Long ago the old Irish people witnessed a lot of great storms, thunder and lightening. The biggest storm ever witnessed in Ireland was the Night of the Big Wind in 1839. This was a terrible storm.
It swept the sea water in from the seas, and brought it miles inland. Cattle, sheep, and all kinds of animals were lost. It knocked houses, hay-ricks, and every kind of corn. There was hay and corn brought miles from people.
It knocked houses and plenty of trees all over Ireland. It also left some poor people homeless. Some people were so horrified that they began to say the Rosary and continued praying until the storm was over.

School’s Collection (National Folklore Archive)

If the storm did untold damage in Rural Ireland, it was just as fierce in the Cities and Dublin did not escape its destruction but on a lesser scale

Dublin was described as resembling in many places *a sacked city”. The majority of Dubliners quitted their beds and remained all night in ‘indescribable terror’. The river Liffey rose many feet and overflowed the quay walls. On 6 January the Bethesda chapel in Dorset Street had given thanks at its Sunday noon service for being delivered from a lire which was thought to have been extinguished on Saturday. During Sunday night the wind must have revived the flames, for the chapel, orphan house and female penitentiary, together with five adjoining houses, were burned to the ground. Destruction of property in the capital was estimated, from police statistics, at £6405, or £3 per house on average (Pettigrew and Oulton. 1840). Nevertheless, the Dublin Evening Post (10 January 1839) concluded that the city has suffered less than might have been expected … certainly less — relatively — than other parts of the country.

_INFORMATION SUPPLIED_.
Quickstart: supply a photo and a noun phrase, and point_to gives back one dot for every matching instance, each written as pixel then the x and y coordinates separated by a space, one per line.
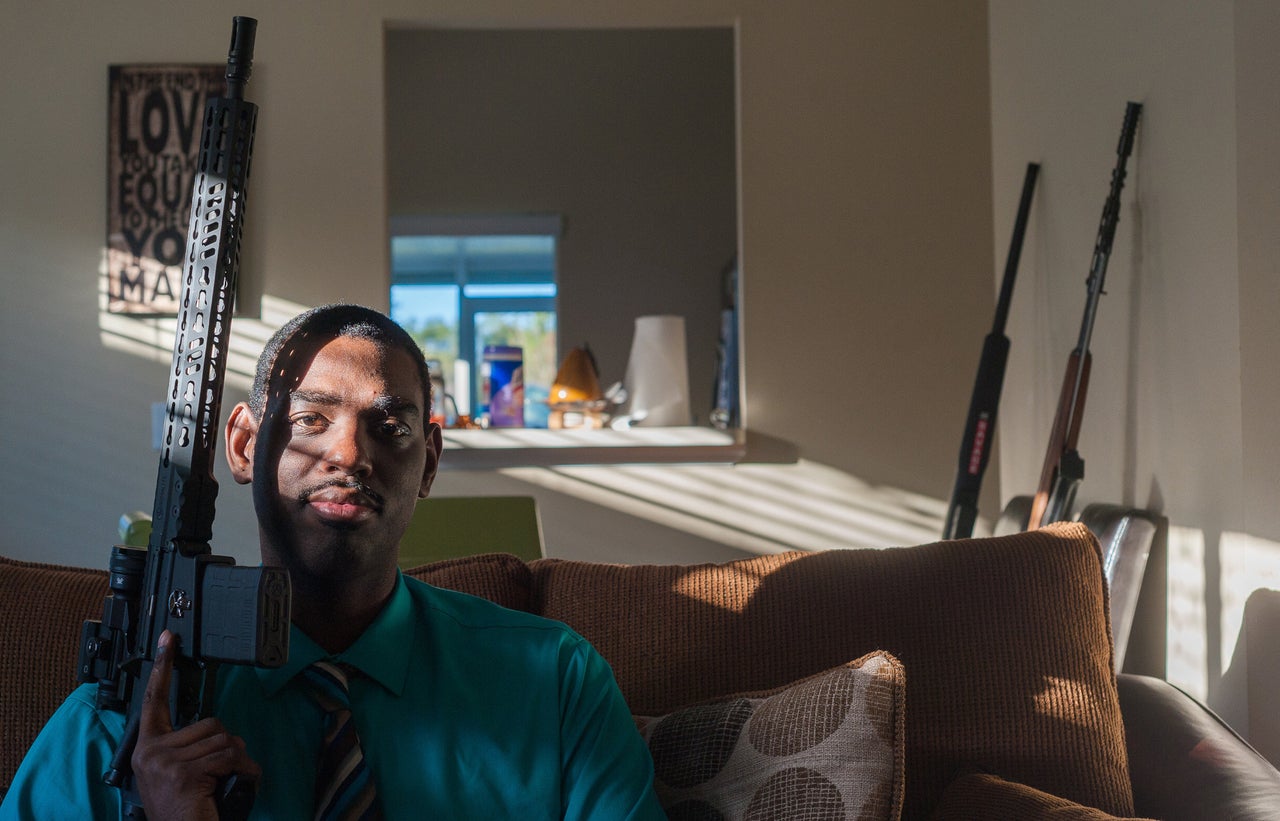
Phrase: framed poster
pixel 155 121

_THINGS TO DO_.
1. Answer these from the storm text, each on its own line:
(a) In what year was the Night of the Big Wind?
(b) What did some horrified people begin to do, and until when?
(c) At what amount was the destruction of property in the capital estimated?
2. Write out the storm text again, beginning at the words "It knocked houses and" and stopping after "(National Folklore Archive)", and swap "Rosary" for "litany".

_RESPONSES PER TASK_.
1.
(a) 1839
(b) They began to say the Rosary and continued praying until the storm was over.
(c) £6405, or £3 per house on average

2.
It knocked houses and plenty of trees all over Ireland. It also left some poor people homeless. Some people were so horrified that they began to say the litany and continued praying until the storm was over.

School’s Collection (National Folklore Archive)